= Reading passage =
..........
Babe hit an inside-the-park homer in Detroit's Navin Park on July 8, No. 27, an unlikely feat given his bulk. Sports Illustrated's William Nack described the hit in 1998. "Though Ruth was 6-foot-2 and weighed 215 pounds, give or take 18 hot dogs and a pail of bootleg beer, he was relatively agile on the base paths." Nack also wrote of Ruth's reaction that day: "I beat it out! Can you believe that?' "

On Aug. 16, Ruth reached an opposite extreme by becoming the first to hit a ball out of the newly remodeled Comiskey Park in Chicago against the White Sox. The team had added a second deck to the outfield grandstands, so it was quite a clout — an estimated 474 feet. It was his 37th, which left him one behind Gehrig.

New York visited the Bambino-cursed Red Sox for a doubleheader on Sept. 6, with Boston trailing the league-leading Yankees by 50 games. The teams split the two games, and The Babe hit three homers, 45, 46 and 47; The Buster had only one, his 45th. Ruth was then seven games behind his 1921 pace and needed to hit 13 in the remaining 22 games to break his record. But the Derby was essentially over by that time since Gehrig remained stuck at 45, he eventually would hit 46 and 47 on Oct. 1, the season's last day.
..........
= Record extracts =
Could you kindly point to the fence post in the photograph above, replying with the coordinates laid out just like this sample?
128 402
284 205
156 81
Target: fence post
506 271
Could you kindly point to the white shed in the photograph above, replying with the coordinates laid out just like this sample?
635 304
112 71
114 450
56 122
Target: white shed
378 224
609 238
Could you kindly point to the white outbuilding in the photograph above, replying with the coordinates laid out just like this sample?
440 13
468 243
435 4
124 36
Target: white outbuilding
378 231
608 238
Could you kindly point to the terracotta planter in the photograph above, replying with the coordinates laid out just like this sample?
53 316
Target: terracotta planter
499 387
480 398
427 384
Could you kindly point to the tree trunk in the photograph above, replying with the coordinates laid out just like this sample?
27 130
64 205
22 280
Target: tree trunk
..........
= Questions on the material =
**1)** Answer these questions from the Babe Ruth passage:
(a) In which park did Ruth hit his inside-the-park homer on July 8, and which number was it?
(b) How far was Ruth's Aug. 16 hit out of Comiskey Park estimated to travel?
(c) On what day did Gehrig hit his 46th and 47th home runs?
**2)** Summarize the Babe Ruth passage in two sentences.
**3)** Carry on the Babe Ruth passage from where it stops, adding one or two paragraphs.
The records are not needed for any of this work.

= Answers for the tasks =
**1)**
(a) Navin Park in Detroit; it was No. 27.
(b) An estimated 474 feet.
(c) Oct. 1, the season's last day.

**2)** Ruth hit his 27th home run as an inside-the-park homer at Detroit's Navin Park on July 8. On Aug. 16 he became the first to hit a ball out of the remodeled Comiskey Park, and in a Sept. 6 doubleheader at Boston he hit three homers to reach 47, while Gehrig hit only his 45th and stayed at 45 until he hit 46 and 47 on Oct. 1.

**3)**
Ruth kept grinding away at a new record, and his plate performance during a doubleheader in New York against Cleveland on Sept. 13 was a good example. The Yankees won both, with Babe hitting No. 51 in the first game and 52 in the second. The Yanks also clinched the pennant that day, 17 games up on the Philadelphia Athletics.

Willis Hudlin, the Indians pitcher in the first game, was 92 years old when he told Nack of throwing a sinkerball during Babe's home-run at bat. "He swung from his heels, as he always did, and the ball just jumped off his bat," Hudlin said. "Never any doubt."

The Babe used three bats during the 1927 season, and, following the alliteration of Babe and Buster, gave them complimentary names: Black Betsy, the reddish-brown Beautiful Bella, and the ash blonde Big Bertha.

On Sept. 22, Ruth hit No. 56 against Detroit in the Stadium and circled the bases with his bat to thwart souvenir hunters. Rapturous fans ran onto the field, and a New York Times reporter captured the scene as one boy ran to Ruth near third base. "Flailing away with both hands the youngster pounded Babe's back and ran home with him holding onto the handle of the bat ... the youngster was like the tail of a flying comet."

Ruth was still sitting on 56 when the Yankees welcomed the Philadelphia Athletics to New York on Sept. 27. In the sixth inning and facing future Hall of Famer Lefty Grove, The Babe hit his 57th in a grand style with the bases loaded. With only three games left, Ruth had to hit three more to reach 60.

After a day off on Sept. 28, New York hosted Washington for the final three games. In the first inning, Babe wasted little time by hitting No. 58 off Hod Lisenbee into the right field seats. In the fifth with the bases full of Yankees, Senator player/manager Bucky Harris brought in rookie Paul Hopkins to face Ruth. On a 3-2 count, Hopkins threw a slow curve at The Babe.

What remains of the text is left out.